### [TEXTE À LIRE]

........

Tremblements ★★☆☆

Pablo fait partie de la haute bourgeoisie guatémaltèque. Très proche de ses parents, de son frère aîné, de sa sœur, il a une femme, deux enfants, un bon travail. Mais Pablo entretient une relation avec Francisco que sa famille très pieuse ne saurait tolérer. Elle lui met un marché en main : se « guérir » de son homosexualité par une cure rigoureuse pratiquée par son Église ou renoncer à tout jamais à voir ses enfants.

Le second film du réalisateur guatémaltèque Jayro Bustamante fait froid dans le dos. Comme La Servante écarlate, comme Boy Erased, il dénonce les dérives d’une religion fanatisée en croisade contre l’homosexualité. On ne peut évidemment qu’être choqué par la cruauté de ces « thérapies de conversion » et solidaire du héros, brinquebalé entre sa famille qui le renie, son amant, si doux, et la cheffe glaçante de cette Église dévoyée.

Le scénario repose sur un parti pris audacieux. Il choisit de nous plonger dans le cœur du sujet dans une première scène impressionnante où l’on voit Pablo confronté à sa famille, sommé de faire un choix. Le scénario aurait pu suivre un cours radicalement différent. Il aurait pu lentement nous montrer la vie bourgeoise de Pablo, ses joies mais aussi ses failles, puis sa rencontre avec Francisco, son trouble, ses hésitations. Il y avait de quoi remplir intelligemment un bon tiers de film. Le parti retenu est tout autre. Il a l’avantage de nous haper, l’inconvénient de tomber, passée cette première scène, dans un trou d’air dont on ne ressortira qu’à la conclusion du film particulièrement surprenante.

La bande-annonce

Jessica Forever ☆☆☆☆

Jessica (Aomi Muyock révélée par Love de Gaspar Noé) est une grande prêtresse, une chevalière des temps modernes, une grande sœur et une maman asexuée pour une bande d’une dizaine d’orphelins, des jeunes gens sans feu ni lieu, coupables d’avoir commis des crimes qui leur valent d’être poursuivis par de mystérieuses « forces spéciales ».

Les jeunes réalisateurs Caroline Poggi et Jonathan Vinel creusent un sillon bien à eux : celui d’un cinéma ultra-formaliste, stylisé, qui louche du côté du jeu vidéo, de l’heroic fantasy et de la science-fiction au risque de tourner de l’œil. Ils avaient déjà réalisé l’un des trois courts-métrages d’Ultra Rêve, véritable manifeste anti-naturaliste du jeune cinéma français.

Il y a deux façons d’accueillir Jessica Forever.
La première est de se laisser gagner par son romantisme intégral, sa poésie, sa beauté formelle, son refus des concessions.
La seconde est, une fois assouvie la curiosité que sa bande-annonce avait suscitée, de s’ennuyer ferme devant autant d’artificialité, de naïf lyrisme et de pompeuse solennité… et de quitter la salle comme l’a fait l’unique autre spectateur présent avec moi.

........

### [ENTRÉES]
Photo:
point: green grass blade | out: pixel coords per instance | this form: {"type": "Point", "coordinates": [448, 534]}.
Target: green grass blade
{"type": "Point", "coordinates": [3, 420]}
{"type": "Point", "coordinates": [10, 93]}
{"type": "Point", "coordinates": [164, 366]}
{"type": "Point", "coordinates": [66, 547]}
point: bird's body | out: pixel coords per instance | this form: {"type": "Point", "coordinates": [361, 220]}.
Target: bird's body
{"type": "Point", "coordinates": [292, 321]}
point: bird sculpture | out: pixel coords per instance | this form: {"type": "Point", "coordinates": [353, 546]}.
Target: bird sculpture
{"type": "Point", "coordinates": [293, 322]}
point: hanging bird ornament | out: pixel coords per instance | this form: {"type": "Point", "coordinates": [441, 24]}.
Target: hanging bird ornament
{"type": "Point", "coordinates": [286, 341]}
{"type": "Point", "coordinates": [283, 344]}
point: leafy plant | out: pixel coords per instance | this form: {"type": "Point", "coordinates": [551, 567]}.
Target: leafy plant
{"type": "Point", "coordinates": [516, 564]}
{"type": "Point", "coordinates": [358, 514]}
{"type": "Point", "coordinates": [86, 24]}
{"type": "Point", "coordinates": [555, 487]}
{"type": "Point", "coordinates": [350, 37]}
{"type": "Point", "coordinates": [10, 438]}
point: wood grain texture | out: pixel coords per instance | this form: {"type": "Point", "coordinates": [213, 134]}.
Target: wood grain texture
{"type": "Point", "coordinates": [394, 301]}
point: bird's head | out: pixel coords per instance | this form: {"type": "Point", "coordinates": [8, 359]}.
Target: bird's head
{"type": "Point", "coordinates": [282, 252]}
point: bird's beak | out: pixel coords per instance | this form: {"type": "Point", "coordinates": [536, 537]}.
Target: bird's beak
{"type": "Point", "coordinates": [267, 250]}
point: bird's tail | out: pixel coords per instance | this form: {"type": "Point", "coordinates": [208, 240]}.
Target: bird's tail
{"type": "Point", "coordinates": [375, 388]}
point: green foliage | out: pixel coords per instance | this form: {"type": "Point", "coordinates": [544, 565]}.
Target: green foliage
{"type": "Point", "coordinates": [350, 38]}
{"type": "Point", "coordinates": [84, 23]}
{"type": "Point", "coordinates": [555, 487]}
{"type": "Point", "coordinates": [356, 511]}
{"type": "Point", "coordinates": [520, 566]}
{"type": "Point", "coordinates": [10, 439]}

........

### [TÂCHES DE L'EXERCICE]
(1) Recopiez fidèlement le passage des critiques de films qui va de « Il y a deux » à « présent avec moi. », ces deux extrémités comprises.
(2) Reproduisez à l'identique les lignes des entrées, de celle qui contient « point: bird's head » jusqu'à la fin des entrées, bornes incluses.

### [LISTE DES SOLUTIONS]
(1)
Il y a deux façons d’accueillir Jessica Forever.
La première est de se laisser gagner par son romantisme intégral, sa poésie, sa beauté formelle, son refus des concessions.
La seconde est, une fois assouvie la curiosité que sa bande-annonce avait suscitée, de s’ennuyer ferme devant autant d’artificialité, de naïf lyrisme et de pompeuse solennité… et de quitter la salle comme l’a fait l’unique autre spectateur présent avec moi.

(2)
point: bird's head | out: pixel coords per instance | this form: {"type": "Point", "coordinates": [8, 359]}.
Target: bird's head
{"type": "Point", "coordinates": [282, 252]}
point: bird's beak | out: pixel coords per instance | this form: {"type": "Point", "coordinates": [536, 537]}.
Target: bird's beak
{"type": "Point", "coordinates": [267, 250]}
point: bird's tail | out: pixel coords per instance | this form: {"type": "Point", "coordinates": [208, 240]}.
Target: bird's tail
{"type": "Point", "coordinates": [375, 388]}
point: green foliage | out: pixel coords per instance | this form: {"type": "Point", "coordinates": [544, 565]}.
Target: green foliage
{"type": "Point", "coordinates": [350, 38]}
{"type": "Point", "coordinates": [84, 23]}
{"type": "Point", "coordinates": [555, 487]}
{"type": "Point", "coordinates": [356, 511]}
{"type": "Point", "coordinates": [520, 566]}
{"type": "Point", "coordinates": [10, 439]}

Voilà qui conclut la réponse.